# [WRITTEN PROBLEM]
Reproduce the data below word for word, changing nothing.

(Stored data)
>> START

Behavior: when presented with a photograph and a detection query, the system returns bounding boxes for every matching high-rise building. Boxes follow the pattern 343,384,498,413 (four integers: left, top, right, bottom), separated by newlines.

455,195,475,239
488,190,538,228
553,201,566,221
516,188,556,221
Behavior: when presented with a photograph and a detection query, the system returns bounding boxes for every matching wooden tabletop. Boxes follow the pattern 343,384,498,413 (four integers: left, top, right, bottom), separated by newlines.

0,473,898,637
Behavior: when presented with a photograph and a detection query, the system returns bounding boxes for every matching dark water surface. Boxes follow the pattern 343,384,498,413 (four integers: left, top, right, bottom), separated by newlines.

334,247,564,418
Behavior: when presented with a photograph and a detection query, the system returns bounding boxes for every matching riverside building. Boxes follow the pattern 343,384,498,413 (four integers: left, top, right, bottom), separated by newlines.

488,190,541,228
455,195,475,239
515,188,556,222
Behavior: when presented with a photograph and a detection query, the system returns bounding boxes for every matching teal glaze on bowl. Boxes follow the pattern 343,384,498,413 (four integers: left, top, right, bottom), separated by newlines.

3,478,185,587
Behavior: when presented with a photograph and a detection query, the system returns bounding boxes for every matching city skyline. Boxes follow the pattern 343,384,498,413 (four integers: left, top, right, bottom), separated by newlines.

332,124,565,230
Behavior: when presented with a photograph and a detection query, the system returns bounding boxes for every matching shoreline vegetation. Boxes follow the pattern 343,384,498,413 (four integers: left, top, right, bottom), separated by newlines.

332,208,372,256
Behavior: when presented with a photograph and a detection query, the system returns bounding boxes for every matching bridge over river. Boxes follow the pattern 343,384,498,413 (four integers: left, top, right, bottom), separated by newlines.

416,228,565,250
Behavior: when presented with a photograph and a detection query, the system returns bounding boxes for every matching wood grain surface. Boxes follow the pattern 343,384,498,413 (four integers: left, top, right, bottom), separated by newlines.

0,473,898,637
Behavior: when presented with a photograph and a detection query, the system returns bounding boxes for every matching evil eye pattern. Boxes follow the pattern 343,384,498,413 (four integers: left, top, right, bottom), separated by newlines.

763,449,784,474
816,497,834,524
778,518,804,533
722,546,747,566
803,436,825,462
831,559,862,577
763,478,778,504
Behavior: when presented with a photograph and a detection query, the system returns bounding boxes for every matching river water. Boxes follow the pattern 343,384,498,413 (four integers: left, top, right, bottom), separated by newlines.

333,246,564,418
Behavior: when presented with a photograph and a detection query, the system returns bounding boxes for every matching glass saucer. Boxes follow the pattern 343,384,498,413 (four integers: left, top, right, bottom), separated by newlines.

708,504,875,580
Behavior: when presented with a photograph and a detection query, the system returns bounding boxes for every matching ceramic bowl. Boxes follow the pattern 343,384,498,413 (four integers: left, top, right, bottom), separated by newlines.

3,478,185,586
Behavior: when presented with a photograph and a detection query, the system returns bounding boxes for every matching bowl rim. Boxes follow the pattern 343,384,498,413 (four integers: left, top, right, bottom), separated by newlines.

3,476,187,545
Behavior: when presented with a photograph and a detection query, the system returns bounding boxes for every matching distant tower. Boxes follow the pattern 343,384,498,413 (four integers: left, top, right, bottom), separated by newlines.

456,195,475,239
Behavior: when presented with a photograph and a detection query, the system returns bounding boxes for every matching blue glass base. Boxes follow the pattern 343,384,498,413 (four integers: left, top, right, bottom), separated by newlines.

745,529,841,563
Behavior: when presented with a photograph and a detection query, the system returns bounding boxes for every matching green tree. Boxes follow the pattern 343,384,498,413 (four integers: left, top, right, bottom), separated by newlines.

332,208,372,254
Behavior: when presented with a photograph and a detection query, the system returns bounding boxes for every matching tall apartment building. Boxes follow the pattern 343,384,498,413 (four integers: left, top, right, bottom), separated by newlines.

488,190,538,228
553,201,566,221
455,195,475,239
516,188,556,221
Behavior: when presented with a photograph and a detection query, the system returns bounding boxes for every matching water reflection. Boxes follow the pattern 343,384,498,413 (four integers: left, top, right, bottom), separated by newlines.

>> END

# [ANSWER TO THIS PROBLEM]
Behavior: when presented with a photograph and a detection query, the system returns bounding boxes for every matching high-rise building. Boxes follow the pattern 343,384,498,413 (four integers: left, top, right, bottom), separated by newlines.

455,195,475,239
488,190,538,228
553,201,566,221
516,188,556,221
Behavior: when presented with a photograph and a detection query, the system returns bounding boxes for every matching wooden tabletop. Boxes follow the pattern 343,384,498,413 (four integers: left, top, right, bottom), separated by newlines.

0,473,898,637
Behavior: when presented with a photograph and a detection query, the system returns bounding boxes for every matching dark water surface. Boxes follow the pattern 343,384,498,413 (four integers: left, top, right, bottom), separated by newlines.

334,247,564,418
Behavior: when presented with a photograph and a detection query, the system returns bounding boxes for every matching riverside building. Boxes follow the pattern 343,384,498,413 (four integers: left, top, right, bottom), separated by newlines.

488,190,541,228
455,195,475,239
515,188,556,222
Behavior: when presented with a photograph and a detection query, the system returns bounding boxes for every matching teal glaze on bowl. Boxes follow the pattern 343,384,498,413 (four integers: left, top, right, bottom), separated by newlines.

3,478,185,587
Behavior: when presented with a photograph and a detection query, the system returns bounding boxes for every matching city skyline. Boxes follow the pattern 343,384,498,413 (four integers: left, top, right, bottom), separated by newlines.

332,124,565,230
Behavior: when presented with a photograph and a detection query, the system returns bounding boxes for every matching shoreline vegetation. Boxes follow the pattern 343,384,498,413 (four integers: left, top, right, bottom), separated by newlines.

332,208,372,256
Behavior: when presented with a photograph and a detection query, the system returns bounding boxes for every matching bridge over river. Boxes follow the pattern 343,384,498,413 (four integers: left, top, right, bottom), separated by newlines.

416,228,565,250
Behavior: when presented with a photograph and a detection query, the system returns bounding boxes for every matching wood grain surface. Boxes follow the pattern 343,384,498,413 (four integers: left, top, right, bottom), separated by newlines.

0,473,898,637
Behavior: when presented with a photograph and a detection query, the system returns bounding boxes for every matching evil eye pattern. Boxes follow the pattern 343,384,498,413 (four integers: left, top, right, bottom), separated by newlines.

763,449,784,474
816,497,834,524
778,518,804,533
722,546,747,566
803,436,825,462
831,559,862,577
763,478,778,504
Behavior: when presented with a photograph and a detection query, the system returns bounding boxes for every matching river water. Boxes follow the pattern 343,384,498,413 (four integers: left, top, right, bottom), separated by newlines.

333,246,564,418
Behavior: when presented with a photograph and a detection query, the system returns bounding boxes for every matching glass saucer. Boxes follow the pattern 343,384,498,413 (four integers: left, top, right, bottom), separated by newlines.

708,504,875,580
Behavior: when presented with a photograph and a detection query, the system returns bounding boxes for every matching ceramic bowl. Boxes follow the pattern 343,384,498,413 (four integers: left, top, right, bottom), separated by newlines.

3,478,185,586
Behavior: when presented with a photograph and a detection query, the system returns bounding boxes for every matching bowl rim. Boxes follow the pattern 343,384,498,413 (four integers: left, top, right, bottom), separated by newlines.

3,476,187,545
Behavior: when presented with a photograph and a detection query, the system returns bounding boxes for every matching distant tower. Boxes follow the pattern 343,384,498,413 (four integers: left, top, right, bottom), separated by newlines.

456,195,475,239
Behavior: when presented with a photograph and a detection query, the system returns bounding boxes for every matching blue glass base. Boxes follow the pattern 343,384,498,413 (four integers: left, top, right, bottom), separated by newlines.

745,529,841,563
Behavior: when presented with a photograph and a detection query, the system returns bounding boxes for every matching green tree. Boxes follow the pattern 343,384,498,413 (four integers: left, top, right, bottom), separated by newlines.

332,208,372,254
Behavior: when presented with a photograph and a detection query, the system returns bounding boxes for every matching tall apartment building. Boxes follow the pattern 343,384,498,413 (four integers: left, top, right, bottom), separated by newlines.

488,190,538,228
553,201,566,221
455,195,475,239
516,188,556,221
Behavior: when presented with a photograph and a detection query, the system returns bounding boxes for every matching water reflection. Boxes follow the pattern 343,384,498,413 (four integers: left, top, right, bottom), separated by newlines.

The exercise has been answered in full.